Excerpts from point annotation data
************
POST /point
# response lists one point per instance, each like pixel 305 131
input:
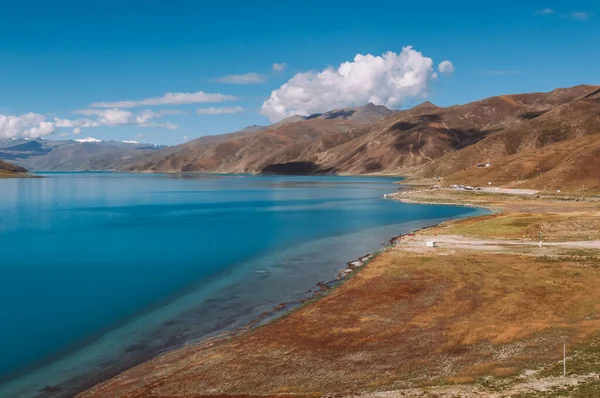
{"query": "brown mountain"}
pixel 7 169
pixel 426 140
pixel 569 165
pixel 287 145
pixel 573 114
************
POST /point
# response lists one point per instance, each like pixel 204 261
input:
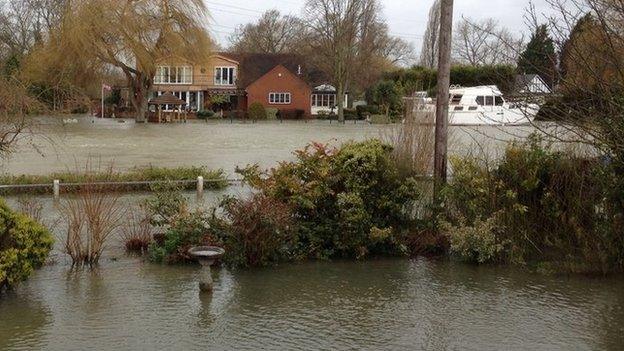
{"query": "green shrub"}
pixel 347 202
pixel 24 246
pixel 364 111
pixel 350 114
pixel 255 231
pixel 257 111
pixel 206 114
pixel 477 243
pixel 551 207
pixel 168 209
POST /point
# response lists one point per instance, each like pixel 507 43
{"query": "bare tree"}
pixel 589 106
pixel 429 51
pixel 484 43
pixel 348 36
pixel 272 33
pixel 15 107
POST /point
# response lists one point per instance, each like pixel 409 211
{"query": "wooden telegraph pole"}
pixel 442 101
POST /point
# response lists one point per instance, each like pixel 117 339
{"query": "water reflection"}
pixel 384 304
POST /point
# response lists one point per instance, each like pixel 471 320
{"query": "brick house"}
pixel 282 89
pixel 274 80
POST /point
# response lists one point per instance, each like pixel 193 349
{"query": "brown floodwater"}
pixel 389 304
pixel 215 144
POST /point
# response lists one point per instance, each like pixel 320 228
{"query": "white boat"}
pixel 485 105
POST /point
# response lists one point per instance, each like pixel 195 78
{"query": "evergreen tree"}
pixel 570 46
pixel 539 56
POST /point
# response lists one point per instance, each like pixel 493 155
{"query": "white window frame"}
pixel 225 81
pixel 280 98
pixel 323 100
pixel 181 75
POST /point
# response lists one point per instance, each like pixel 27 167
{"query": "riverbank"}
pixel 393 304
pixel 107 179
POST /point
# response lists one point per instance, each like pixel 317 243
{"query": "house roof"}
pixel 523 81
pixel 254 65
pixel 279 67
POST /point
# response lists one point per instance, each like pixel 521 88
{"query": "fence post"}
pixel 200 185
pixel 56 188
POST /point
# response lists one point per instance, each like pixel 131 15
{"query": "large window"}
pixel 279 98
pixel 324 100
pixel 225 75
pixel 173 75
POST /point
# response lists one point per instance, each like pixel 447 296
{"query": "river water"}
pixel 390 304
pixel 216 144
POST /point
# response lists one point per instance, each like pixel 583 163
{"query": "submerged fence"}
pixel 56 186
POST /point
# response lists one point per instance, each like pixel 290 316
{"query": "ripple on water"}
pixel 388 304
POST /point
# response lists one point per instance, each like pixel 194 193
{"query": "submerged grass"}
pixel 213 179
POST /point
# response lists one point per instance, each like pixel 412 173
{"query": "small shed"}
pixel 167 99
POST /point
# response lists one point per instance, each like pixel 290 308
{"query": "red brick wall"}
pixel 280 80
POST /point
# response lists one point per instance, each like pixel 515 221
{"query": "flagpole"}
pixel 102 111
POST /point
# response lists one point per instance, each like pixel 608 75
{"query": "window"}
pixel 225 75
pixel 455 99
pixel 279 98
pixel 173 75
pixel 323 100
************
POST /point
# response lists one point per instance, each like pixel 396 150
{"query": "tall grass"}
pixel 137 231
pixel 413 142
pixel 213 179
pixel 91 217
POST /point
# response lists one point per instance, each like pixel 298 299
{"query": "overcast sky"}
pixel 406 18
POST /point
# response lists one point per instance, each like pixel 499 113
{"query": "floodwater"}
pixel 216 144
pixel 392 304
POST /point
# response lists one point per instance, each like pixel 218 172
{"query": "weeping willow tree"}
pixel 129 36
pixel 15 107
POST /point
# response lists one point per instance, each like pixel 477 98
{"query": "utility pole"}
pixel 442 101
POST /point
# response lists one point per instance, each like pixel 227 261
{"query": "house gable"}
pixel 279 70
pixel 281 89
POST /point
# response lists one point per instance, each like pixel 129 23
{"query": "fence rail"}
************
• _OBJECTIVE_: Count the lines in the rows above that contain the word "submerged". Give only the number.

• _EXERCISE RESPONSE_: 2